» **PASSAGE FOR REVIEW**
= Beginning of Section =

The couple, who met through their University of Calgary master’s program and have been together about eight years, say they want to do for the prosthetics industry what a previous generation of designers did for the eyeglass industry: While glasses were once viewed through a purely clinical lens, they’re now available in countless styles and price points, worn as statement pieces and baked into wearers’ identities. “It’s a medical device that has now turned into a fashion statement,” Wanner said — an expressive “in-between” alternative to not wearing a cover or having a realistic, flesh-toned cosmetic that makes a prosthesis blend in.

Company president Wanner, 32 and design director Palibroda, 37, are neither amputees nor prosthetic specialists (aka prosthetists) — they’re self-described “fashion junkies” with backgrounds in industrial design and architecture, respectively. Wanner previously worked as a graphic artist and user-experience designer, while Palibroda worked as an artist and architectural designer at a hospital.

The Alleles team models its covers in 3D on a computer, then fabricates them using various manufacturing machines. The result is a made-to-measure product fashioned from lightweight, durable ABS plastic that attaches to a prosthesis with two polyurethane straps with metal hooks. They say they make constant design adjustments based on feedback from customers.

Wanner and Palibroda, who declined to disclose Alleles’ amount in annual sales, say sales have “quadrupled” over the past year. Their seven-person team sells “a few thousand” covers a year, Wanner said, with the cheapest ones going for $325 Canadian ($248) and the most expensive ones costing up to $525 ($401). (Custom artwork, for which there’s currently a waiting list, runs a flat rate of $1,500.)

The Alleles duo, who say a “huge portion” of their friends now are amputees, are intent on changing how others view the community. “What people never really talk about is the general public viewing someone with an amputation or a disability — they’re the ones who need to be educated and they’re the ones who don’t really get how to interact with people,” Palibroda said.

“When you’re talking to someone who has a disability, guess what: They’re just a person,” added Wanner. “You don’t need to highlight the fact that they’re missing (a limb) and they don’t feel like telling you for the 15th time that day that they lost their leg to cancer because you’re curious.”

Angel Giuffria, an actress and disability advocate from Slidell, La., who was born without a left arm, has worn a prosthesis her entire life. And while she has always thought her prosthesis was cool, she said, showcasing it with Alleles covers helped other people recognize that. “Before … when they realized I had one hand or I wore a prosthesis, I’d get a lot of ‘Sorry’ or ‘I’m sorry for asking’ — more pity,” 29-year-old Giuffria, who wears a muscle-operated myoelectric prosthesis, told Moneyish. “(Now) I have people come up to me and say, ‘This is so cool.’”

The ability for amputees to customize their own piece could even help improve functionality outcomes with their prosthesis, Giuffria added. “If a person wants to wear this device because it’s cool and it makes them feel good about themselves,” she said, “then that’s probably going to make them better at using their device, because they’re wearing it more.”

Emery Vanderburgh, a 22-year-old art student at the University of Victoria who had her leg amputated due to the bone cancer osteosarcoma, recalled getting her first Alleles cover, the Imperialist, around 2014. She would go on to own about a dozen of the covers — “one for every outfit, pretty much” — and intern this summer as a content creator at Alleles. The covers have empowered her, she told Moneyish, by showing off her prosthesis and changing people’s perception of her.

“Now the conversation ends up being complimentary towards the cover or this admiration of how I’m just rocking what I’m wearing,” she said. “It looks like a really high-fashion piece.”

= End of Section =

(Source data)
= Beginning of Section =

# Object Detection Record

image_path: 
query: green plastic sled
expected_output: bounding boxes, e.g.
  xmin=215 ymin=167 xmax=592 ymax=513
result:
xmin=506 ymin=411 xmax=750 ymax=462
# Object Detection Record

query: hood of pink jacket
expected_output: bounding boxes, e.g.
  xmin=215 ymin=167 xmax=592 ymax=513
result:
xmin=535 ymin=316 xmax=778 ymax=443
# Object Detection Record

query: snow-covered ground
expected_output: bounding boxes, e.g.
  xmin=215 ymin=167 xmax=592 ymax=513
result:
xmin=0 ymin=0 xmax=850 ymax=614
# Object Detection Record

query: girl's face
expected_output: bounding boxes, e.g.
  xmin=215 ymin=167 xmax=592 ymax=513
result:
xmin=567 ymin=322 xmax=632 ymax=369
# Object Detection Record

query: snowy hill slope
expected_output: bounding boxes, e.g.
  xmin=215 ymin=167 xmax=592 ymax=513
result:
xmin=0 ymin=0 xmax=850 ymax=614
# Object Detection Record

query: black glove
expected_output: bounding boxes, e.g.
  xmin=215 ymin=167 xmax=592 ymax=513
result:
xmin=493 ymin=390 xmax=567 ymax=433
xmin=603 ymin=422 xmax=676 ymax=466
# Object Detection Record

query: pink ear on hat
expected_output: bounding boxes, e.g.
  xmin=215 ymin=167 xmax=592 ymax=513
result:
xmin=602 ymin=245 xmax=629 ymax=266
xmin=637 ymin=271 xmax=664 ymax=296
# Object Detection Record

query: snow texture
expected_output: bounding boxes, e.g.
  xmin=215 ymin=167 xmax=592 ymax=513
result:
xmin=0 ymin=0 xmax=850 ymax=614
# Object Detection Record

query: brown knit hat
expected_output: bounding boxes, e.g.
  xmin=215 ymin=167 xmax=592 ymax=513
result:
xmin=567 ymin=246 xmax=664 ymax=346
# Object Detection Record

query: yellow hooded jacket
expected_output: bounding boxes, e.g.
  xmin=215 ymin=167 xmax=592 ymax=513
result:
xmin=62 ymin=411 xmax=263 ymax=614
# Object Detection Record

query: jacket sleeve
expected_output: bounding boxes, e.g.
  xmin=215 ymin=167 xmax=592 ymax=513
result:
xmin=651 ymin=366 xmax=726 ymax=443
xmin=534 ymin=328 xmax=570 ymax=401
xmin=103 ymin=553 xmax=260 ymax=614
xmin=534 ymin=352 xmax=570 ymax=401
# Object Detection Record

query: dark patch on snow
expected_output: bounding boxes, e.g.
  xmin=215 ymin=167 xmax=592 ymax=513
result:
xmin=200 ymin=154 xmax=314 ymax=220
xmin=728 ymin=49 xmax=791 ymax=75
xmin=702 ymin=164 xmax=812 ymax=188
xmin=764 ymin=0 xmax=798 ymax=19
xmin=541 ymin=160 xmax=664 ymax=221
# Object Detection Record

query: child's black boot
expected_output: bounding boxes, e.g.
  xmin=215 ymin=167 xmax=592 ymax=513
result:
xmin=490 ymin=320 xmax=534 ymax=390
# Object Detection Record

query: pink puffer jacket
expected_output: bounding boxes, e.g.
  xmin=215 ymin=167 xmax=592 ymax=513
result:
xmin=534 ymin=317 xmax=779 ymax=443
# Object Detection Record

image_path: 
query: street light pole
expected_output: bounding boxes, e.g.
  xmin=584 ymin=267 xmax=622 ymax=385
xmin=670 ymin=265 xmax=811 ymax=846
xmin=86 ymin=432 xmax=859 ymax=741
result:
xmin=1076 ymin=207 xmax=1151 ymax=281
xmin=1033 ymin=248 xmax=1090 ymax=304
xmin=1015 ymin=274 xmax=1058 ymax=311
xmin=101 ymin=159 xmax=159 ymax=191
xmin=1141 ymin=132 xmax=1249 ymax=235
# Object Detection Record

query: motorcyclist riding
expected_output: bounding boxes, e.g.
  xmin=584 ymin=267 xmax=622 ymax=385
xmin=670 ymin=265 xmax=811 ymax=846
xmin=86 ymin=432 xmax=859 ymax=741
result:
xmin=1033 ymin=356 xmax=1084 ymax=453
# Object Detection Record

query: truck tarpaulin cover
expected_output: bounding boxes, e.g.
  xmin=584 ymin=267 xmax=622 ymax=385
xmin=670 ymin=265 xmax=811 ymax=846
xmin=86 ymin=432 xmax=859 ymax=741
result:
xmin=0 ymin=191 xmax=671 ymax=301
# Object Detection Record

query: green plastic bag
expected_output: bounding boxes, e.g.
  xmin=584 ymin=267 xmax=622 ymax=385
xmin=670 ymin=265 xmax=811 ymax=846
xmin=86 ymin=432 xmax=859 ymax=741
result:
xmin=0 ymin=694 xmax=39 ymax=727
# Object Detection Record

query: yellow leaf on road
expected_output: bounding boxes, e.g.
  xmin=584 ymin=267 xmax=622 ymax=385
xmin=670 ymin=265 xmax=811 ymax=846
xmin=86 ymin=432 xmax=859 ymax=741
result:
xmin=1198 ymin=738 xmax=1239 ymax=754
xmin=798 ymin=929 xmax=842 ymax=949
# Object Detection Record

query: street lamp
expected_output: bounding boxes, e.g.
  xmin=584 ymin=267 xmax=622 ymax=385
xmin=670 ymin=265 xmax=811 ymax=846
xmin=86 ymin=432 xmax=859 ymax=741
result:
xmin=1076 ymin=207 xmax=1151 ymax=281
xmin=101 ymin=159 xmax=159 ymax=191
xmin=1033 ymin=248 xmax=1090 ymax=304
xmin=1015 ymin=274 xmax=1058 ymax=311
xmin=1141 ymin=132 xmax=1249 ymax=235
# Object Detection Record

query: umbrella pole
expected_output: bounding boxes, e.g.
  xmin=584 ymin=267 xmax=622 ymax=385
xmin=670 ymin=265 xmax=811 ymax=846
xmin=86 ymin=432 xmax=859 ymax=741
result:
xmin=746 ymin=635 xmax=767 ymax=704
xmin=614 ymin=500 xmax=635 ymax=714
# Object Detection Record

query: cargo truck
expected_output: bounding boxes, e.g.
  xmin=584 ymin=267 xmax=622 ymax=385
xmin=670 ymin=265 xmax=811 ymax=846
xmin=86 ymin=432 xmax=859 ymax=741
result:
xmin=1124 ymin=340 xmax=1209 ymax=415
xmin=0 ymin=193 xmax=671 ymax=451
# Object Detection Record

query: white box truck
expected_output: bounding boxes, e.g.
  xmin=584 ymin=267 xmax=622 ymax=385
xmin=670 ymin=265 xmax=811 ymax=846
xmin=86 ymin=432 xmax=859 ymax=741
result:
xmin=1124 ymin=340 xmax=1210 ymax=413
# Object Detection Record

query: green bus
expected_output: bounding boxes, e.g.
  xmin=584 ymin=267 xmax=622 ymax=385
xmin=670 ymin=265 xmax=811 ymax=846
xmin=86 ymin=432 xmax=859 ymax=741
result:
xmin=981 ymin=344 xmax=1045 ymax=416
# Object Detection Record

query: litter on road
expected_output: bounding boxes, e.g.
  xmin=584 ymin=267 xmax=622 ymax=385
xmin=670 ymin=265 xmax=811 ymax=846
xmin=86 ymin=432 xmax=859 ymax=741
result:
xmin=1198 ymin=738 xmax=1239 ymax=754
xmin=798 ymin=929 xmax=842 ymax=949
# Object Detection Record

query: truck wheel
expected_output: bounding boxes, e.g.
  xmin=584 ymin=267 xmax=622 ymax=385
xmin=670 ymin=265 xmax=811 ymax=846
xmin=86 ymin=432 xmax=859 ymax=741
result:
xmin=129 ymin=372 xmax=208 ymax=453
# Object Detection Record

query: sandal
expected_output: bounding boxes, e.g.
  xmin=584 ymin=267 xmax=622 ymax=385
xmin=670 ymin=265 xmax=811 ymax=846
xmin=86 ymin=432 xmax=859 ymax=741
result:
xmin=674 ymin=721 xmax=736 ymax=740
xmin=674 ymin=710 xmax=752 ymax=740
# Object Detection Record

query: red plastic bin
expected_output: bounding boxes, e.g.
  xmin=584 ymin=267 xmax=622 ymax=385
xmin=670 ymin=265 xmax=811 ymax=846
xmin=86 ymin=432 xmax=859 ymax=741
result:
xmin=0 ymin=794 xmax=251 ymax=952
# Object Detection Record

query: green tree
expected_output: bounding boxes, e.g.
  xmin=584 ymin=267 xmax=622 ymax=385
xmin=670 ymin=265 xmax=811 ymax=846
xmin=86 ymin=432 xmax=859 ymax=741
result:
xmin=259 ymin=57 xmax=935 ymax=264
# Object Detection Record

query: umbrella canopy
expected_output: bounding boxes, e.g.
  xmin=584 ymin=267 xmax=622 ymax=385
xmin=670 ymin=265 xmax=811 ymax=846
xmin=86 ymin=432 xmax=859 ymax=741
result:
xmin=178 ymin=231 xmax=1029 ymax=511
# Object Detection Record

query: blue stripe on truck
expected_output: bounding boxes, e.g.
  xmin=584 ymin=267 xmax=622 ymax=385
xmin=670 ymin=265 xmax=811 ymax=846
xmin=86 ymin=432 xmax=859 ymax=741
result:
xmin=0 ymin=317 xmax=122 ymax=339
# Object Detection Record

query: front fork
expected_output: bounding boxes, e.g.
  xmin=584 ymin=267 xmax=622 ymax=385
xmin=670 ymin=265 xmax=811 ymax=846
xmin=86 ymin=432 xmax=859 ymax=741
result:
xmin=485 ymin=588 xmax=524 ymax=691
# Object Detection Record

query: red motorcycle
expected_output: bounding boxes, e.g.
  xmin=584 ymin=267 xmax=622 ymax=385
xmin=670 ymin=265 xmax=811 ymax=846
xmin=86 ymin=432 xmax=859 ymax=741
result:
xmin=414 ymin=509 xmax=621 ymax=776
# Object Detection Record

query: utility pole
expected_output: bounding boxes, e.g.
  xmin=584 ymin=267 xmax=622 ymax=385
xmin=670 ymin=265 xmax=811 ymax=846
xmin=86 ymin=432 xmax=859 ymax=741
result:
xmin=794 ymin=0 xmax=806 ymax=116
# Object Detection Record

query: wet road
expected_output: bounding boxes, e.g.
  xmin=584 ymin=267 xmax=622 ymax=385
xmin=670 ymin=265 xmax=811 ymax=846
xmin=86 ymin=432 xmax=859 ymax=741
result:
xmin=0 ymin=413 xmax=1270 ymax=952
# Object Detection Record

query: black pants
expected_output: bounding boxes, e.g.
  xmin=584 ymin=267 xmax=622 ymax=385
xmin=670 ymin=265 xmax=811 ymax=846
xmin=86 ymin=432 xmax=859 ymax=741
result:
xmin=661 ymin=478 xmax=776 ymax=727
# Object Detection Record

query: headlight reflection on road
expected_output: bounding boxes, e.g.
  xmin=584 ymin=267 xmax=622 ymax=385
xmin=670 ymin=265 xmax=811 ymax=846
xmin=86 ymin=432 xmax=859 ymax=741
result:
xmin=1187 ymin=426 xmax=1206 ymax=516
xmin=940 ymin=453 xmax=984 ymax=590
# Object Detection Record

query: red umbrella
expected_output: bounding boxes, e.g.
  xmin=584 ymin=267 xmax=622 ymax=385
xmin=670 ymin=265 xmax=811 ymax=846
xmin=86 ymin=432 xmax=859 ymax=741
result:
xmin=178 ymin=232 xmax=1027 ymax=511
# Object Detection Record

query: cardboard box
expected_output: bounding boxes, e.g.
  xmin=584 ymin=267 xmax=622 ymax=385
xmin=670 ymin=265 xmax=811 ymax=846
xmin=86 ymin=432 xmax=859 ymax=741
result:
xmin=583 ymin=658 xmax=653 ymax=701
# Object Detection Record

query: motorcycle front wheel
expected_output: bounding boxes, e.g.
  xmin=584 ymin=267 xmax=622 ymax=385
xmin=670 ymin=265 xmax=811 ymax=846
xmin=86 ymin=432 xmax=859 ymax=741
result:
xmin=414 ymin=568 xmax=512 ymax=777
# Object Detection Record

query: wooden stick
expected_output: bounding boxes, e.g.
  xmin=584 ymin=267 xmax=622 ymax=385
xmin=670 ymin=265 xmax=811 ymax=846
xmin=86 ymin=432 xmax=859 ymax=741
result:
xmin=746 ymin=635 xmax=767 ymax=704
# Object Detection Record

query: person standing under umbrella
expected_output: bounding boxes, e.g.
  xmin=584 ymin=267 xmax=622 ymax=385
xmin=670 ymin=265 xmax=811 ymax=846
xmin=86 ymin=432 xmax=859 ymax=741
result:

= End of Section =

» **TASK ITEM**
According to the article on Alleles prosthetic covers, what are the covers made from, and how do they attach to a prosthesis?

» **WRITTEN ANSWER**
They are made from lightweight, durable ABS plastic and attach with two polyurethane straps with metal hooks.